Исходные данные
════════════════════

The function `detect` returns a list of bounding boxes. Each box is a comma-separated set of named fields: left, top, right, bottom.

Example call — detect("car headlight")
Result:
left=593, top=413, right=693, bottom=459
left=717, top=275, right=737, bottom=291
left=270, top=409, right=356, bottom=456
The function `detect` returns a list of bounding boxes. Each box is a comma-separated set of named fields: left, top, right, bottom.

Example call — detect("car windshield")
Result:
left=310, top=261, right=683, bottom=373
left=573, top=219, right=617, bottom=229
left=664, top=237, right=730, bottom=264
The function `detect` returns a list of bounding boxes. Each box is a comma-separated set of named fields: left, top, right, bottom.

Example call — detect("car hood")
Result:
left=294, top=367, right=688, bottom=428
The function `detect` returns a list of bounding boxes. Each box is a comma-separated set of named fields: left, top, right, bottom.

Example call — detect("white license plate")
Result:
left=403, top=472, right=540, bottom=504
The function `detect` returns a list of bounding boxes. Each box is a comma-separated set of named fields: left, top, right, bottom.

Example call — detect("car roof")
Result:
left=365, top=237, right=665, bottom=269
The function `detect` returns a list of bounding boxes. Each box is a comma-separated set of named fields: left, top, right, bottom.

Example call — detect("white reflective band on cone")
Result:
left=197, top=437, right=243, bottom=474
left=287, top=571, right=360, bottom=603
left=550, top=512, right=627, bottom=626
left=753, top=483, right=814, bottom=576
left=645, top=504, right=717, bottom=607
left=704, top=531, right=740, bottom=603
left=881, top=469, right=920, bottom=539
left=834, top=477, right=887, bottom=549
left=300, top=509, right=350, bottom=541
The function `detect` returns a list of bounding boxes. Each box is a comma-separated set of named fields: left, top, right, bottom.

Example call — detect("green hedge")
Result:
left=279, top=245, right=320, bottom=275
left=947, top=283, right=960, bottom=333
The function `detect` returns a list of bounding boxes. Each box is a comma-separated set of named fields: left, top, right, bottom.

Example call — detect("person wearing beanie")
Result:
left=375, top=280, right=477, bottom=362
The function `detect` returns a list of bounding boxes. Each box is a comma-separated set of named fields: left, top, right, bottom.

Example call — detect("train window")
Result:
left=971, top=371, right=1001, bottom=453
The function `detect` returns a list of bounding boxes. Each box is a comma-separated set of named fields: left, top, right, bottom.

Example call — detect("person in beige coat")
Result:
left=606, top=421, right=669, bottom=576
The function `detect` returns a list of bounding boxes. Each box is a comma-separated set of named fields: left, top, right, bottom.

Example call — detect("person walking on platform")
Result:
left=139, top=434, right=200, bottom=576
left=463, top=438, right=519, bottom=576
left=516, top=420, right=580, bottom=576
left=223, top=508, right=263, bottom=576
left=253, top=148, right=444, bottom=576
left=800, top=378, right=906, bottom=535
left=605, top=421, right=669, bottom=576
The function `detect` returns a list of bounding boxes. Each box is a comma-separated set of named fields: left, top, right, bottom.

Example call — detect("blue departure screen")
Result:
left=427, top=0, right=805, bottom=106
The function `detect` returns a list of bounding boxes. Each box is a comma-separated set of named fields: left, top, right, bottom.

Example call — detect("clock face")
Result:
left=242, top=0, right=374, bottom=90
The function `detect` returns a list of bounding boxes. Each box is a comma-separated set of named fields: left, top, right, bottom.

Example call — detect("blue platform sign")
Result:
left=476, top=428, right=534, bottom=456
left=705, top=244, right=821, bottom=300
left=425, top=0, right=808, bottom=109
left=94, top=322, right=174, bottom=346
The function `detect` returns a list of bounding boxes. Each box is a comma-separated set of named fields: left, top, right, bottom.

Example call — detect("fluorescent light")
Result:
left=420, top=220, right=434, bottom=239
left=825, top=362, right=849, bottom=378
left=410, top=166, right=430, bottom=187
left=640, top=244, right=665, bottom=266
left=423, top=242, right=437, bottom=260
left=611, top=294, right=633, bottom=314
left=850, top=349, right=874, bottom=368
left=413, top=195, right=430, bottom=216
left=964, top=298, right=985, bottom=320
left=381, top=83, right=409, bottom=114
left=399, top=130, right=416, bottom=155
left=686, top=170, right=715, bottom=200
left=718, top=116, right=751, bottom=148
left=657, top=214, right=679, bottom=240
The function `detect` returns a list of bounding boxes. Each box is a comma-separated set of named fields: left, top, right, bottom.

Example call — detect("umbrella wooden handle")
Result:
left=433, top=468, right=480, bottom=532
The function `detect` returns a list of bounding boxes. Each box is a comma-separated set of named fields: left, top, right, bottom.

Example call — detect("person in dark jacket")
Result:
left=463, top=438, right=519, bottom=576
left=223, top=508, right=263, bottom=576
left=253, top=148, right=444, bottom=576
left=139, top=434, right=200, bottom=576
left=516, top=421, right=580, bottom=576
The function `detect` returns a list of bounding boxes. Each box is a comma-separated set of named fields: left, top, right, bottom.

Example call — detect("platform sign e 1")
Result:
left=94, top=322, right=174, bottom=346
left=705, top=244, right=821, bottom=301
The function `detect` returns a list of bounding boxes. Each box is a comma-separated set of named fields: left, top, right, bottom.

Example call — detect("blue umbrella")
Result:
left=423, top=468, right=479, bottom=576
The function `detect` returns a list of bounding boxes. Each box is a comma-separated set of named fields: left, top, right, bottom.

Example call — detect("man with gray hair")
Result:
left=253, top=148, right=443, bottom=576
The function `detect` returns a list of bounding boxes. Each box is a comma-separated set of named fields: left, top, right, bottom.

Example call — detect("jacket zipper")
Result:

════════════════════

» Поставленное задание: Пожалуйста, перенесите все строки материала выше в таблицу Markdown со столбцами «№» для номера строки и «Строка» для самой строки. Пустые строки пропустите.

» Выполненное задание:
| № | Строка |
|---|---|
| 1 | The function `detect` returns a list of bounding boxes. Each box is a comma-separated set of named fields: left, top, right, bottom. |
| 2 | Example call — detect("car headlight") |
| 3 | Result: |
| 4 | left=593, top=413, right=693, bottom=459 |
| 5 | left=717, top=275, right=737, bottom=291 |
| 6 | left=270, top=409, right=356, bottom=456 |
| 7 | The function `detect` returns a list of bounding boxes. Each box is a comma-separated set of named fields: left, top, right, bottom. |
| 8 | Example call — detect("car windshield") |
| 9 | Result: |
| 10 | left=310, top=261, right=683, bottom=373 |
| 11 | left=573, top=219, right=617, bottom=229 |
| 12 | left=664, top=237, right=730, bottom=264 |
| 13 | The function `detect` returns a list of bounding boxes. Each box is a comma-separated set of named fields: left, top, right, bottom. |
| 14 | Example call — detect("car hood") |
| 15 | Result: |
| 16 | left=294, top=367, right=688, bottom=428 |
| 17 | The function `detect` returns a list of bounding boxes. Each box is a comma-separated set of named fields: left, top, right, bottom. |
| 18 | Example call — detect("white license plate") |
| 19 | Result: |
| 20 | left=403, top=472, right=540, bottom=504 |
| 21 | The function `detect` returns a list of bounding boxes. Each box is a comma-separated set of named fields: left, top, right, bottom. |
| 22 | Example call — detect("car roof") |
| 23 | Result: |
| 24 | left=365, top=237, right=665, bottom=269 |
| 25 | The function `detect` returns a list of bounding boxes. Each box is a comma-separated set of named fields: left, top, right, bottom. |
| 26 | Example call — detect("white reflective band on cone") |
| 27 | Result: |
| 28 | left=197, top=437, right=243, bottom=474 |
| 29 | left=287, top=571, right=360, bottom=603 |
| 30 | left=550, top=512, right=627, bottom=626 |
| 31 | left=753, top=483, right=814, bottom=576 |
| 32 | left=645, top=504, right=717, bottom=607 |
| 33 | left=704, top=531, right=740, bottom=603 |
| 34 | left=881, top=469, right=920, bottom=539 |
| 35 | left=834, top=477, right=887, bottom=549 |
| 36 | left=300, top=509, right=350, bottom=541 |
| 37 | The function `detect` returns a list of bounding boxes. Each box is a comma-separated set of named fields: left, top, right, bottom. |
| 38 | Example call — detect("green hedge") |
| 39 | Result: |
| 40 | left=279, top=245, right=320, bottom=275 |
| 41 | left=947, top=283, right=960, bottom=333 |
| 42 | The function `detect` returns a list of bounding boxes. Each box is a comma-separated set of named fields: left, top, right, bottom. |
| 43 | Example call — detect("person wearing beanie") |
| 44 | Result: |
| 45 | left=375, top=280, right=477, bottom=362 |
| 46 | The function `detect` returns a list of bounding boxes. Each box is a comma-separated set of named fields: left, top, right, bottom. |
| 47 | Example call — detect("train window") |
| 48 | Result: |
| 49 | left=971, top=371, right=1001, bottom=453 |
| 50 | The function `detect` returns a list of bounding boxes. Each box is a comma-separated set of named fields: left, top, right, bottom. |
| 51 | Example call — detect("person in beige coat") |
| 52 | Result: |
| 53 | left=606, top=421, right=669, bottom=576 |
| 54 | The function `detect` returns a list of bounding boxes. Each box is a comma-separated set of named fields: left, top, right, bottom. |
| 55 | Example call — detect("person walking on platform") |
| 56 | Result: |
| 57 | left=139, top=434, right=200, bottom=576 |
| 58 | left=463, top=438, right=519, bottom=576 |
| 59 | left=516, top=420, right=580, bottom=576 |
| 60 | left=223, top=508, right=263, bottom=576 |
| 61 | left=253, top=148, right=444, bottom=576 |
| 62 | left=800, top=378, right=906, bottom=535 |
| 63 | left=605, top=421, right=669, bottom=576 |
| 64 | The function `detect` returns a list of bounding boxes. Each box is a comma-separated set of named fields: left, top, right, bottom. |
| 65 | Example call — detect("blue departure screen") |
| 66 | Result: |
| 67 | left=427, top=0, right=805, bottom=106 |
| 68 | The function `detect` returns a list of bounding boxes. Each box is a comma-separated set of named fields: left, top, right, bottom. |
| 69 | Example call — detect("clock face") |
| 70 | Result: |
| 71 | left=242, top=0, right=374, bottom=90 |
| 72 | The function `detect` returns a list of bounding boxes. Each box is a comma-separated set of named fields: left, top, right, bottom. |
| 73 | Example call — detect("blue platform sign") |
| 74 | Result: |
| 75 | left=476, top=428, right=534, bottom=456 |
| 76 | left=705, top=244, right=821, bottom=300 |
| 77 | left=425, top=0, right=808, bottom=109 |
| 78 | left=94, top=322, right=174, bottom=346 |
| 79 | The function `detect` returns a list of bounding boxes. Each box is a comma-separated set of named fields: left, top, right, bottom. |
| 80 | Example call — detect("fluorescent light") |
| 81 | Result: |
| 82 | left=420, top=220, right=434, bottom=239 |
| 83 | left=825, top=362, right=849, bottom=378 |
| 84 | left=410, top=166, right=430, bottom=187 |
| 85 | left=640, top=244, right=665, bottom=266 |
| 86 | left=423, top=242, right=437, bottom=260 |
| 87 | left=611, top=294, right=633, bottom=314 |
| 88 | left=850, top=349, right=874, bottom=368 |
| 89 | left=413, top=195, right=430, bottom=216 |
| 90 | left=964, top=298, right=985, bottom=320 |
| 91 | left=381, top=83, right=409, bottom=114 |
| 92 | left=399, top=130, right=416, bottom=155 |
| 93 | left=686, top=170, right=715, bottom=200 |
| 94 | left=718, top=116, right=751, bottom=148 |
| 95 | left=657, top=214, right=679, bottom=240 |
| 96 | The function `detect` returns a list of bounding boxes. Each box is a comma-separated set of named fields: left, top, right, bottom. |
| 97 | Example call — detect("umbrella wooden handle") |
| 98 | Result: |
| 99 | left=433, top=468, right=480, bottom=532 |
| 100 | The function `detect` returns a list of bounding boxes. Each box is a comma-separated set of named fields: left, top, right, bottom. |
| 101 | Example call — detect("person in dark jacket") |
| 102 | Result: |
| 103 | left=463, top=438, right=519, bottom=576 |
| 104 | left=223, top=508, right=263, bottom=576 |
| 105 | left=253, top=148, right=444, bottom=576 |
| 106 | left=139, top=434, right=200, bottom=576 |
| 107 | left=516, top=421, right=580, bottom=576 |
| 108 | The function `detect` returns a list of bounding boxes. Each box is a comma-separated set of named fields: left, top, right, bottom. |
| 109 | Example call — detect("platform sign e 1") |
| 110 | Result: |
| 111 | left=94, top=322, right=174, bottom=346 |
| 112 | left=705, top=244, right=821, bottom=301 |
| 113 | The function `detect` returns a list of bounding boxes. Each box is a comma-separated set of named fields: left, top, right, bottom. |
| 114 | Example call — detect("blue umbrella") |
| 115 | Result: |
| 116 | left=423, top=468, right=479, bottom=576 |
| 117 | The function `detect` returns a list of bounding boxes. Each box is a comma-separated set of named fields: left, top, right, bottom. |
| 118 | Example call — detect("man with gray hair") |
| 119 | Result: |
| 120 | left=253, top=148, right=443, bottom=576 |
| 121 | The function `detect` returns a list of bounding boxes. Each box is a comma-separated set of named fields: left, top, right, bottom. |
| 122 | Example call — detect("jacket zipper") |
| 123 | Result: |